__Brano di lettura__.
La variante Delta plus non sembrerebbe destare particolari preoccupazioni: qual è attualmente il rischio che si presentino varianti nei confronti delle quali i vaccini in circolazione non offrano un’adeguata copertura?

«La presenza di una particolare sotto-variante di Delta, la AY.4.2, detta Delta plus è stata recentemente identificata per la prima volta in Gran Bretagna nel 6% dei genomi virali sequenziati ed è caratterizzata da due nuove mutazioni nella proteina S (A222V, Y145H). La variante AY.4.2. non sembra però avere caratteristiche biologiche marcatamente diverse da quelle della Delta prevalente e, come questa, è tenuta sotto controllo dai vaccini disponibili. Quindi la Delta plus è considerata una variante “Under investigation”, ma non ancora nell’alveo delle varianti che preoccupano . In Italia sono state rinvenute a oggi 93 sequenze genomiche relative a AY.4.2. Se l’ipotesi di una lieve, maggiore contagiosità di questa sotto-variante dovesse essere confermata, la situazione epidemiologica potrebbe peggiorare qualora il numero di persone non vaccinate o senza richiami resti alto».

L’Ema a breve dovrebbe autorizzare il vaccino per gli under 12: c’è chi, come Guido Rasi, ha sostenuto però che se la circolazione del virus restasse così bassa, si potrebbe anche evitare l’immunizzazione di questa fascia. Qual è il vostro orientamento?

«Se Ema darà via libera significa che il rapporto beneficio/rischio sarà considerato positivo anche per questa fascia di età dove il virus è responsabile di manifestazioni patologiche decisamente meno gravi rispetto ad adolescenti e adulti. La vaccinazione dei soggetti in età scolare è importante sia nell’ottica di una loro protezione sia in quella di ridurre la circolazione del virus».

__Attività da svolgere__.
1) Stabilisci se ciascuna delle affermazioni (a), (b) e (c) concorda con il brano sulla variante Delta plus, rispondendo sì o no e citando testualmente le parole del brano che lo decidono.
(a) La Delta plus è stata identificata per la prima volta in Gran Bretagna.
(b) La Delta plus rientra già tra le varianti che preoccupano.
(c) In Italia sono state rinvenute finora 193 sequenze genomiche relative ad AY.4.2.
2) Rispondi alle seguenti domande in base al brano sulla variante Delta plus.
(a) Quali sono le due nuove mutazioni nella proteina S che caratterizzano la Delta plus?
(b) In quale percentuale dei genomi virali sequenziati in Gran Bretagna è stata identificata la Delta plus?
(c) In quali due ottiche è importante la vaccinazione dei soggetti in età scolare?
3) Riprendi il brano sulla variante Delta plus e proseguilo a partire dall'ultima frase riportata.
L'elenco che segue è materiale a sé, distinto dal brano.

__Estratto dei dati__.
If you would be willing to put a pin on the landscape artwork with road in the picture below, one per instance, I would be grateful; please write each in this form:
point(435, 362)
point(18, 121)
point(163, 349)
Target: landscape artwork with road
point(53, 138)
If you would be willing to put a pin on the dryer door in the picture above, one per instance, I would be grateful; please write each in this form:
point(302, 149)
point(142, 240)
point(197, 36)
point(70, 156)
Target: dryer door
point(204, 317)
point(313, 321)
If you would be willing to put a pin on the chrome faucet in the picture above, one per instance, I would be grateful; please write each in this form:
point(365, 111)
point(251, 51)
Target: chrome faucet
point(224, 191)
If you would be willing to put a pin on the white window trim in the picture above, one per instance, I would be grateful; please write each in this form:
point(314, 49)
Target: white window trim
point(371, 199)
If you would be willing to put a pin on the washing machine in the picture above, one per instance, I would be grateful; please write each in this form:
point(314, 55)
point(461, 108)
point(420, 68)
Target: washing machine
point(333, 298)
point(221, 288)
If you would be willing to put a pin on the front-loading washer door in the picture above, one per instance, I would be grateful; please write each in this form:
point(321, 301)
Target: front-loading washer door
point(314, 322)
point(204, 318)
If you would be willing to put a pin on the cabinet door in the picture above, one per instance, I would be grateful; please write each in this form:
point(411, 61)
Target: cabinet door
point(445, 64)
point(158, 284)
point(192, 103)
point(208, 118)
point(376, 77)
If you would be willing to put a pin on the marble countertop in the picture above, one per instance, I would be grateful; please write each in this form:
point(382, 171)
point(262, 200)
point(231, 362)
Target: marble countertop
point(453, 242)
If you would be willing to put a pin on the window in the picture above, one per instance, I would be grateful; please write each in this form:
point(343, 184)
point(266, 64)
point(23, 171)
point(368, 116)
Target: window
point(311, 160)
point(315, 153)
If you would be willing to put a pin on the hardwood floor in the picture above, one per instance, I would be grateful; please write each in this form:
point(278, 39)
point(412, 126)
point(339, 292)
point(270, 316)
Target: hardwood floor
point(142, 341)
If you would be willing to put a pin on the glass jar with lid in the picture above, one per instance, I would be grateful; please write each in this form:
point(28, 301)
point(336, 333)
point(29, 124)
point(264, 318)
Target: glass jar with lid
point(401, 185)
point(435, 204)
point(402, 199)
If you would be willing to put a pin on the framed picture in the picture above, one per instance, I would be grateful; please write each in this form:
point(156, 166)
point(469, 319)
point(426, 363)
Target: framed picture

__Soluzioni dell'esercizio__.
1)
(a) Sì: «è stata recentemente identificata per la prima volta in Gran Bretagna».
(b) No: «ma non ancora nell’alveo delle varianti che preoccupano».
(c) No: «In Italia sono state rinvenute a oggi 93 sequenze genomiche relative a AY.4.2.»

2)
(a) A222V e Y145H.
(b) Nel 6%.
(c) Nell'ottica di proteggere i soggetti stessi e in quella di ridurre la circolazione del virus.

3)
Lei ha sempre detto che nessuna pandemia è durata più di due anni. Per il Covid ci stiamo avviando a questa scadenza: lo scenario pandemico sta effettivamente diventando endemico?

«Sicuramente era il caso delle passate pandemie causate da agenti virali e batterici responsabili di forme infettive acute (vaiolo, peste, influenza). Nel caso della pandemia da Sars-Cov-2 si presume che l’evoluzione più naturale sia, come per altri virus respiratori , quella di sfociare in un adattamento evolutivo del virus alla nostra specie. Si tratterebbe di un equilibrio con l’ospite che, in virtù anche dell’immunità naturale e artificiale progressivamente instaurate, porterebbe il virus a persistere in forma endemica tra gli abitanti del pianeta. In realtà dobbiamo anche considerare che l’epoca in cui viviamo è soggetta a forte antropizzazione e globalizzazione; il periodo di adattamento del virus per diventare endemico potrebbe di conseguenza protrarsi nel tempo, tenuto conto del perdurare in alcune aree come l’Africa, in cui la copertura vaccinale è molto scarsa, di un elevato tasso di contagi».

Alla luce di questo orizzonte, la terza dose potrebbe essere quella definitiva o dobbiamo immaginare ulteriori somministrazioni?

«Dipenderà dall’andamento della curva epidemica nel Paese, dalla circolazione globale del virus, di sue eventuali nuove varianti e dalla durata dell’immunità sia naturale sia artificialmente acquisita con la vaccinazione nei vari strati di popolazione».

Un’ultima domanda. Forse come non era mai successo prima, in questi due anni il mondo scientifico è stato al centro di un dibattito che ha coinvolto anche un pubblico a cui prima non si rivolgeva: trova che ne sia uscito rafforzato oppure il gran parlare che si è fatto ha portato più confusione che benefici?

«Stiamo assistendo ai danni collaterali di una sovraesposizione mediatica di alcuni esperti ma trovo che una comunicazione pubblica chiara e accurata da parte degli scienziati, così come da parte delle istituzioni, sia essenziale in una pandemia».